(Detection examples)

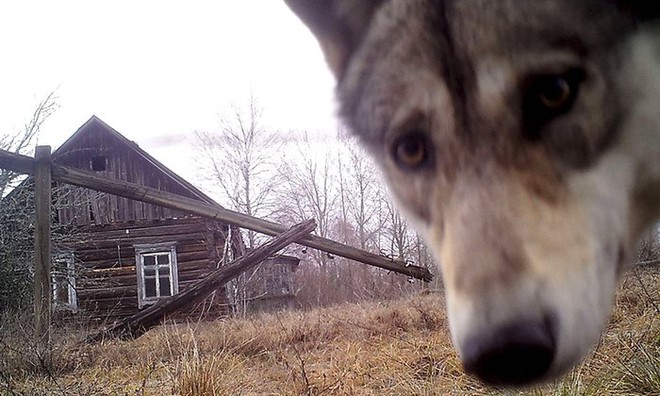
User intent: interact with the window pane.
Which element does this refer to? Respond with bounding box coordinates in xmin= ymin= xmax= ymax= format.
xmin=143 ymin=255 xmax=156 ymax=265
xmin=144 ymin=278 xmax=156 ymax=298
xmin=157 ymin=253 xmax=170 ymax=264
xmin=55 ymin=277 xmax=69 ymax=304
xmin=158 ymin=277 xmax=172 ymax=296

Problem requirements: Can you output every line of the rows above as a numbered list, with blank lines and the pictures left out?

Answer to the problem:
1. User intent: interact with the window pane.
2. Which element does this refer to? Respond with bounding box coordinates in xmin= ymin= xmax= ymax= format.
3. xmin=143 ymin=255 xmax=156 ymax=265
4. xmin=144 ymin=278 xmax=156 ymax=298
5. xmin=157 ymin=253 xmax=170 ymax=264
6. xmin=55 ymin=277 xmax=69 ymax=304
7. xmin=158 ymin=277 xmax=172 ymax=296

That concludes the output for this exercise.